= Work required =
From the first line of the entries below to the line with "Note to the class: point at the blurred", give each line again exactly.

[Stored entries]

***

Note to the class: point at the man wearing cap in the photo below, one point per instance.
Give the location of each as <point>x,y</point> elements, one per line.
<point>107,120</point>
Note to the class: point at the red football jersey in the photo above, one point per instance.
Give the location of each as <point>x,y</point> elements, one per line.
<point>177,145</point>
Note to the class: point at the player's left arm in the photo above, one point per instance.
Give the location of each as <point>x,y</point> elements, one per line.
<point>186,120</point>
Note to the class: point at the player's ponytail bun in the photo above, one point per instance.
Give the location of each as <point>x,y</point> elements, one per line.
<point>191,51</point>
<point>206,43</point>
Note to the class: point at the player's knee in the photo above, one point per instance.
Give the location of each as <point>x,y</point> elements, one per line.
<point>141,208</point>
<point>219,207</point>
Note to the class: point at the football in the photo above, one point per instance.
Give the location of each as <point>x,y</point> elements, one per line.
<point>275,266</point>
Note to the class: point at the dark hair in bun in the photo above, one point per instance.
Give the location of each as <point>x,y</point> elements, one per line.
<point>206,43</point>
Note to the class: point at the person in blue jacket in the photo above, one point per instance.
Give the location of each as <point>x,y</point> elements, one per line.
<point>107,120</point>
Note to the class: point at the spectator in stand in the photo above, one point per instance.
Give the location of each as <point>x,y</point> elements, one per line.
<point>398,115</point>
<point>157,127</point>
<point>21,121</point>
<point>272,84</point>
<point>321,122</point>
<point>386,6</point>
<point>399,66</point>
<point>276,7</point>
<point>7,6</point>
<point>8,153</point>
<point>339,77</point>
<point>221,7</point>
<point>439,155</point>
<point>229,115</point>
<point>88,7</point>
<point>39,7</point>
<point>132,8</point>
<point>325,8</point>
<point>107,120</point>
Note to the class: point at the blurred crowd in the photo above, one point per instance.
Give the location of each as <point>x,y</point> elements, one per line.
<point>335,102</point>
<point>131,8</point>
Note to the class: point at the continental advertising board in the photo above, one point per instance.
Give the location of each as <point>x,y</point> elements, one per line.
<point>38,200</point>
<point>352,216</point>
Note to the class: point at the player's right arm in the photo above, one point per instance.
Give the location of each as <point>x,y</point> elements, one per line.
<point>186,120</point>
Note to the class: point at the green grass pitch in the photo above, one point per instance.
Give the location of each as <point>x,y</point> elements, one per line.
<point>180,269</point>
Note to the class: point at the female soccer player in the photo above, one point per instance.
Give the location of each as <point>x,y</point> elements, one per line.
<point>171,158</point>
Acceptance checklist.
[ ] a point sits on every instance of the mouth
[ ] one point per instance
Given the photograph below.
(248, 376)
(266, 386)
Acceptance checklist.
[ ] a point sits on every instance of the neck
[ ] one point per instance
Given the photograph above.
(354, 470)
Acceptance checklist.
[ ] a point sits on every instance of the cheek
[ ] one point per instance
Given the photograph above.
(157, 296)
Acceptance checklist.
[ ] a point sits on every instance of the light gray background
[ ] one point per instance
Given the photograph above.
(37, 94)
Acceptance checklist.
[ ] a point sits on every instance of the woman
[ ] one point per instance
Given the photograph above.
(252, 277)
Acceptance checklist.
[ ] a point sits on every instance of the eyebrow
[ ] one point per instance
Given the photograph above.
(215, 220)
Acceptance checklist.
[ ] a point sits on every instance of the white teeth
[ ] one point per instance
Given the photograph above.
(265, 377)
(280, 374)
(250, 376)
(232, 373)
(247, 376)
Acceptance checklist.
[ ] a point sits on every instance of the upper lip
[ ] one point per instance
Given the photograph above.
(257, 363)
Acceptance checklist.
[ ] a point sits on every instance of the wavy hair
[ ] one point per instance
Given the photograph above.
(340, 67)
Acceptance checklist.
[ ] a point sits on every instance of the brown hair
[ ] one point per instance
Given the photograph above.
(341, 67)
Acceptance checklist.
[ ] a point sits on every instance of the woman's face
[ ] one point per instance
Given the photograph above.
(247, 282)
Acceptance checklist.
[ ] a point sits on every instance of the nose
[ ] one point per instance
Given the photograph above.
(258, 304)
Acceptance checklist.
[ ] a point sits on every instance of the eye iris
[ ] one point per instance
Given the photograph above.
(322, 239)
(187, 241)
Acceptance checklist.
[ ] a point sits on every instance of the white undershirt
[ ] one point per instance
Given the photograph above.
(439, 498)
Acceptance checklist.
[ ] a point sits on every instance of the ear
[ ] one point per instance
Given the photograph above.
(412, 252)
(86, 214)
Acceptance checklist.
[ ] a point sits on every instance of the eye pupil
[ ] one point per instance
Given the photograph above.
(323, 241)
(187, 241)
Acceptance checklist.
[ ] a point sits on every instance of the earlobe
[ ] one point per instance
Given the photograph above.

***

= Result of this exercise =
Note to the class: point at the man wearing cap in the photo below, one point per instance.
Give the location of each as <point>x,y</point> elements, one per line.
<point>107,120</point>
Note to the class: point at the red football jersey in the photo above, one point per instance.
Give the location of each as <point>x,y</point> elements, one per line.
<point>177,145</point>
Note to the class: point at the player's left arm in the photo above, one point per instance.
Give the location of each as <point>x,y</point> elements, one per line.
<point>186,120</point>
Note to the class: point at the player's ponytail bun in the photo above, one point per instance.
Give the location of each as <point>x,y</point> elements, one per line.
<point>191,51</point>
<point>206,43</point>
Note to the class: point at the player's knee in the photo above, one point per instance.
Give the location of each as <point>x,y</point> elements, one per line.
<point>141,208</point>
<point>219,207</point>
Note to the class: point at the football in the photo above, one point per instance.
Give the location of each as <point>x,y</point> elements, one per line.
<point>275,266</point>
Note to the class: point at the dark hair in bun in the photo above, one point per instance.
Give the location of each as <point>x,y</point> elements, one per line.
<point>206,43</point>
Note to the class: point at the person in blue jacket in the photo above, one point per instance.
Give the location of each as <point>x,y</point> elements, one per line.
<point>107,120</point>
Note to the class: point at the spectator in stand in the photo above, one point per instance.
Give the location of each as <point>x,y</point> elements, one per line.
<point>398,115</point>
<point>157,127</point>
<point>21,121</point>
<point>272,84</point>
<point>321,122</point>
<point>386,6</point>
<point>399,66</point>
<point>276,7</point>
<point>7,6</point>
<point>8,153</point>
<point>339,77</point>
<point>221,7</point>
<point>439,155</point>
<point>229,115</point>
<point>88,7</point>
<point>39,7</point>
<point>132,8</point>
<point>325,8</point>
<point>107,120</point>
Note to the class: point at the blurred crowd in the photo above, one point per instance.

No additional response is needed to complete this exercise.